_Request_: Locate every line in the listing below that contains the string "sticker", and copy each of those lines.

_Task inputs_:
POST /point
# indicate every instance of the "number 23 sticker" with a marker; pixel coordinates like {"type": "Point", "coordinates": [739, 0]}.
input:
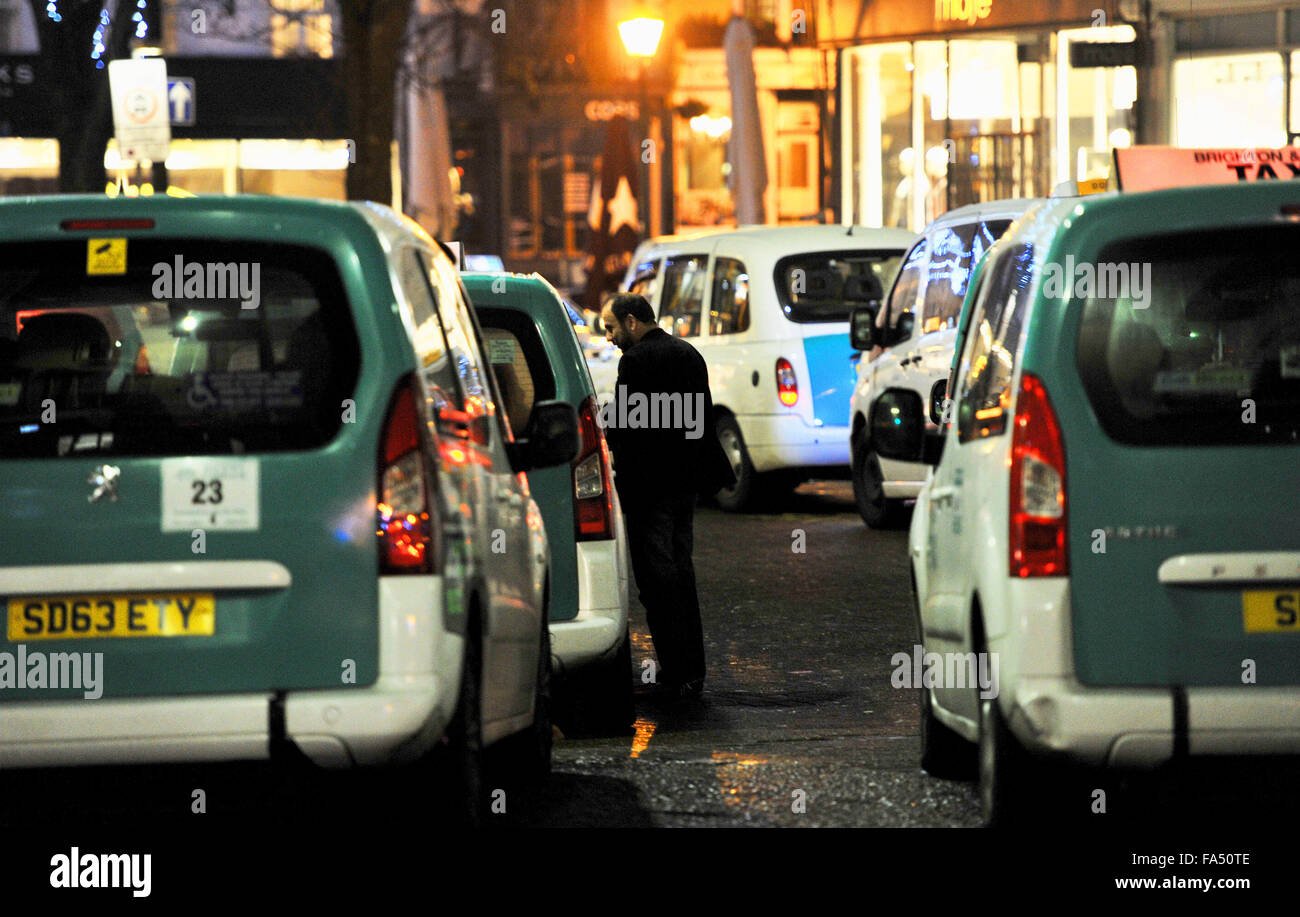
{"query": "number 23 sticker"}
{"type": "Point", "coordinates": [211, 493]}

_Output of the task_:
# indicate every instance of the "number 23 sticker" with a marker; pixel coordinates like {"type": "Point", "coordinates": [739, 0]}.
{"query": "number 23 sticker"}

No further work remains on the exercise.